**Exercise instructions**
Leave the pictures out and repeat the rest of the data below exactly.

(Saved data entries)
[Start of Attachment]

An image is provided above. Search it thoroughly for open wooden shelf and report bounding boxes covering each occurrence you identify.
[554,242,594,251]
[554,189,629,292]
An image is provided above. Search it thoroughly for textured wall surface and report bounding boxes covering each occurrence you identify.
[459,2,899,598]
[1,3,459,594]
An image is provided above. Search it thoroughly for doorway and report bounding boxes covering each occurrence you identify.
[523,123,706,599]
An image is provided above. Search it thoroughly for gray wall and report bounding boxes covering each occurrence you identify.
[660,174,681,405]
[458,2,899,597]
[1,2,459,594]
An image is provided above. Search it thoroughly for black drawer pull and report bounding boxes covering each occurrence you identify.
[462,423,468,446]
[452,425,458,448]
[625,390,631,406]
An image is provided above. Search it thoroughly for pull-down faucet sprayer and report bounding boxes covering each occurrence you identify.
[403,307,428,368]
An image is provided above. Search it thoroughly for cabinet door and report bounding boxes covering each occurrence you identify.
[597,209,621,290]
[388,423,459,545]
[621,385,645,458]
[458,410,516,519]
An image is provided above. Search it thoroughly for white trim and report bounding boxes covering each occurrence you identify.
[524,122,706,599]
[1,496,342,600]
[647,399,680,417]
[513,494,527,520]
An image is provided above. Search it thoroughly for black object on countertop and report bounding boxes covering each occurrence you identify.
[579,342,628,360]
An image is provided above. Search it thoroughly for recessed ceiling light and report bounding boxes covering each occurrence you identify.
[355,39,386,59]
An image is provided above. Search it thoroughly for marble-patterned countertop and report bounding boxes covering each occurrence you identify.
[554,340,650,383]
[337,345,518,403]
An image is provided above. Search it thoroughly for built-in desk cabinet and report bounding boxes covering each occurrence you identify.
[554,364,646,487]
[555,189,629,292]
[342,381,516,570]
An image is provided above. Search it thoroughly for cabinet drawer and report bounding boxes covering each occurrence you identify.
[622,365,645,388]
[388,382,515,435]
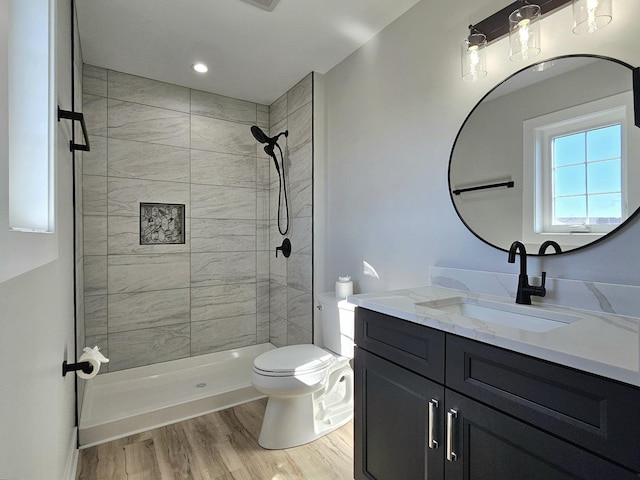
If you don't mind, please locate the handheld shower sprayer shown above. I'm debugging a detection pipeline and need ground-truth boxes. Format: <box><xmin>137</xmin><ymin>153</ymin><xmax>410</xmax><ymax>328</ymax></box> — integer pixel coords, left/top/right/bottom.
<box><xmin>250</xmin><ymin>125</ymin><xmax>290</xmax><ymax>236</ymax></box>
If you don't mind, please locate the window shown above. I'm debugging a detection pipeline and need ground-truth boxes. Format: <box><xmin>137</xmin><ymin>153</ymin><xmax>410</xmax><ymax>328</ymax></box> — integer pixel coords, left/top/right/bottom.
<box><xmin>1</xmin><ymin>0</ymin><xmax>57</xmax><ymax>283</ymax></box>
<box><xmin>522</xmin><ymin>92</ymin><xmax>631</xmax><ymax>247</ymax></box>
<box><xmin>8</xmin><ymin>0</ymin><xmax>55</xmax><ymax>232</ymax></box>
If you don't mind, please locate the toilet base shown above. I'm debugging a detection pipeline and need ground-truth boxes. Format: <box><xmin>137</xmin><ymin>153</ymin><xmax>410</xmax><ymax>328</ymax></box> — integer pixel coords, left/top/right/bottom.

[End of Attachment]

**Task result**
An image is provided above. Search it thoroughly for open wooden shelf and report bounding boxes covering each occurrence you identify.
[554,242,594,251]
[554,189,629,292]
An image is provided above. Search it thoroughly for textured wall surface and report bounding boxes covering each occurrence you identify.
[459,2,899,598]
[1,3,459,594]
An image is provided above. Search it thoroughly for doorway and report bounding boxes covering each occurrence you identify.
[523,123,706,599]
An image is provided above. Search it thoroughly for gray wall and report bounding boxes covering each occurrence you identify.
[660,174,681,405]
[458,2,899,597]
[1,2,459,594]
An image is provided above. Search it thoroughly for black drawer pull and report bounding boxes covering each occurrence you identify.
[462,423,468,446]
[452,425,458,448]
[625,390,631,406]
An image is provided above. Search it thoroughly for pull-down faucet sprayer and report bounding boxes covering each occurrence you identify.
[403,307,428,368]
An image is provided above. Search it thoroughly for cabinet door and report bounding boxes covering each occurrence you identify.
[597,209,621,290]
[388,423,459,545]
[621,385,645,458]
[458,410,516,519]
An image is provided above. Search it thoroughly for white trim and report bounding boxes covering each occurrence you identify.
[524,122,706,599]
[1,496,342,600]
[647,399,680,417]
[513,494,527,520]
An image is provided above. Search it thoroughly for black object on countertop and report bounding boxes covering each occurrence you identify.
[579,342,628,360]
An image is provided above. Search it thoroughly for recessed ceiling light and report bounding boxes covering each occurrence you identify.
[355,39,386,59]
An image is provided above. Search it thoroughly for marble-patterned countertop and report bounding boxes covering each occurrence you identify.
[554,340,650,383]
[337,345,518,403]
An image is provided above. Search it thoroughly for built-in desk cabinet and report bounding boxes covering each occurrence you identify.
[554,364,646,487]
[555,189,629,292]
[342,381,516,570]
An image is provided above. Search it thoroughly for cabinet drawer and report bounding boxes covering each occurrence you identify.
[622,365,645,388]
[388,382,515,435]
If you don't mind, please locate the handheld shower sprayer shown above. I'm debugging a detection pipeline and need ground-truth boxes. Format: <box><xmin>137</xmin><ymin>153</ymin><xmax>410</xmax><ymax>328</ymax></box> — integer pixel coords, left/top/right/bottom.
<box><xmin>250</xmin><ymin>125</ymin><xmax>290</xmax><ymax>236</ymax></box>
If you don't mind, please locate the window shown above. I'm debugging a detection pipeline and need ground-truth boxes. Format: <box><xmin>137</xmin><ymin>153</ymin><xmax>410</xmax><ymax>328</ymax></box> — integer pixel coords, left/top/right/bottom.
<box><xmin>1</xmin><ymin>0</ymin><xmax>57</xmax><ymax>283</ymax></box>
<box><xmin>522</xmin><ymin>92</ymin><xmax>631</xmax><ymax>247</ymax></box>
<box><xmin>8</xmin><ymin>0</ymin><xmax>55</xmax><ymax>232</ymax></box>
If you don't mind, please locate the toilet base shown above. I'm debugging a detection pipeline and need ground-truth boxes. Format: <box><xmin>137</xmin><ymin>153</ymin><xmax>410</xmax><ymax>328</ymax></box> — integer pixel coords, left/top/right/bottom.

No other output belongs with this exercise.